*TEXT BLOCK*:
"""

In the gently rolling hills of Point Reyes National Seashore, rangeland scientist Felix Ratcliff crouches down in the dirt in search of clues to the landscape’s former glory. Using a trowel, he excavates tiny soil samples from grasslands that have been grazed, burned, and managed by humans for hundreds or thousands of years—in search of evidence of the species that once thrived in the Seashore’s distant past, and could triumph again.
What wild plants once graced this landscape, before we arrived? If replanted and protected, can they help heal a long-lost habitat?
These questions take on new urgency in the wake of a dramatic legal settlement announced in January. For the first time in 150 years, Point Reyes will be almost empty of commercial ranching. Nearly every historic ranch will close, leaving one beef operation on the peninsula. All of the dairies will close. The park’s 18,000 acres of commercial ranchland will shrink by 88 percent, to just 2,200 acres. Ranchers will no longer steward the area. Instead, environmentalists will, in collaboration with the National Park Service.
Without quick action, the beloved landscape could become an eyesore, overgrown with invasive weeds and decaying structures. But with enough funding and focus, a five-year private-public partnership between The Nature Conservancy and the park seeks to manage and restore the seashore, returning large swaths of it to wilder roots.
“There will be a different kind of experience now. It will be more dominated by the opportunities to see wildlife and restored freshwater ecosystems. This is a new chapter for the seashore,” says The Nature Conservancy’s Mark Reynolds, a grasslands expert who has guided the organization’s restoration of Dangermond Preserve in southern California, which like Point Reyes, was once vast ranchlands.
“But it’s more complicated than it seems,” he says. “It’s not as simple as ‘remove the cattle and everything will be fine.’ ”

"""

*STORED RECORDS*:

"""

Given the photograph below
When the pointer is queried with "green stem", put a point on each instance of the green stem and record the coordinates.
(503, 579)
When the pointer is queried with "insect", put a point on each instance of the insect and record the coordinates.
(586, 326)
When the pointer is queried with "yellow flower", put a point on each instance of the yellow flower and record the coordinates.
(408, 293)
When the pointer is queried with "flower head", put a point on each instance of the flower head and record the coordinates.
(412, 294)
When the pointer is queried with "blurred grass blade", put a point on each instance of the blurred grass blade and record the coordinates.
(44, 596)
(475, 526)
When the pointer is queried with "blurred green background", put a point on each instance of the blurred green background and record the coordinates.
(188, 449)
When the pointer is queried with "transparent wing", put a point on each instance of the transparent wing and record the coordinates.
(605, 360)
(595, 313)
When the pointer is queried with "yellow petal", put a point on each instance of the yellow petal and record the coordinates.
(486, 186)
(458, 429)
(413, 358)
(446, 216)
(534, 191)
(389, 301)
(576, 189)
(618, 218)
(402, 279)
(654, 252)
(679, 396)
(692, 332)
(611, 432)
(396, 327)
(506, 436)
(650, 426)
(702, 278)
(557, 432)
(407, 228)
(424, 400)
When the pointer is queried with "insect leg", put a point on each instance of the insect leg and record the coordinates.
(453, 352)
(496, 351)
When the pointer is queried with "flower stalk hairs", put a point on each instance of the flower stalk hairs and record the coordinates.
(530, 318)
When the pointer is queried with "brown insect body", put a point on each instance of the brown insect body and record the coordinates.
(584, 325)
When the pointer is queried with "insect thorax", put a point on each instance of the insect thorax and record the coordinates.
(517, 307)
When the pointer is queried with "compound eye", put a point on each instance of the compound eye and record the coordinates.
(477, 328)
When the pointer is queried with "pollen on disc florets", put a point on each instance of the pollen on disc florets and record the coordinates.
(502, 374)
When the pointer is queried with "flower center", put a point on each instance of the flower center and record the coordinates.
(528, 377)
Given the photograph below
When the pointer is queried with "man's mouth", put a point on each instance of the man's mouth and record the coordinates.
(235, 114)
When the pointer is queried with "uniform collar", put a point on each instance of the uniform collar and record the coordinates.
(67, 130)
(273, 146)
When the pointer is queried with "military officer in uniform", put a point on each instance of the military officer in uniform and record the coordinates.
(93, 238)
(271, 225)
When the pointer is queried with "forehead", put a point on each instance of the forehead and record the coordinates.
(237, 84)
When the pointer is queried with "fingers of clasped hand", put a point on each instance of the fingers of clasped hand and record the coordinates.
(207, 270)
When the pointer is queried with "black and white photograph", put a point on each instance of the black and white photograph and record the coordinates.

"""

*EXERCISES TO COMPLETE*:
**a.** Answer these questions using the Point Reyes passage.
(i) To how many acres will the park's commercial ranchland shrink?
(ii) How long is the partnership between The Nature Conservancy and the park set to run?
(iii) Which preserve's restoration has Mark Reynolds guided?
**b.** Write the next paragraph of the passage on restoring Point Reyes, beginning after its final sentence.

*ANSWERS PER TASK*:
**a.**
(i) 2,200 acres
(ii) Five years
(iii) Dangermond Preserve in southern California

**b.**
The new transition plan will transform a landscape that has long been an agricultural powerhouse, home to 27 dairies and beef ranches when the park was authorized in 1962. Conservation will be prioritized, while maintaining recreational access. Some fences will come down; others will get gates and “step overs” for hikers. Degraded and eroded habitats will be restored, where possible. Pastures will be grazed with small controlled herds of cattle, and perhaps mowed or burned. In time, there will be new trails for hikers, bikers and equestrians, maybe overnight options for visitors. Dozens of historic structures await decisions about their fate.
An estimated 1,000 acres of long-abandoned pasture will be left ungrazed, and may revert to woody coastal scrub, according to the plan. Remnants of rare coastal prairie will be closely studied by scientists, with an eye towards eventually expanding it through new plantings.
Under the old ranching regime, the landscape was deeply familiar. With the ambitious new plan—and the political, legal and financial challenges it faces—the future is less certain. It is unclear because planning is still under way and much remains to be determined—and because both PRNS and TNC officials largely limit their public discussions to what’s been published in the official “cooperative agreement” between the two organizations. The agreement between TNC and individual ranchers, promising a reportedly $30 million payout, is private. So Bay Nature has assembled a picture of what could be at Point Reyes from documents, scientists, and longtime area experts.
The plan for Point Reyes, in four maps
See where ranches are, where tule elk range, the new Scenic Landscape Zone, and where grazing will happen.
How coastal scrub gave way to grasslands
With its cool, clean winds, dense fog and ever-changing skies, Point Reyes was once a place of dense, impenetrable stands of coastal scrub and forested ridges, dotted with small patches of native perennials, bunchgrasses, and wetland plants. As people arrived—Coast Miwok, Mexican land grantees, dairy farmers, cattle ranchers, the federal government, and the contemporary influx of recreational visitors—each group asserted a distinctive and lasting signature on the land.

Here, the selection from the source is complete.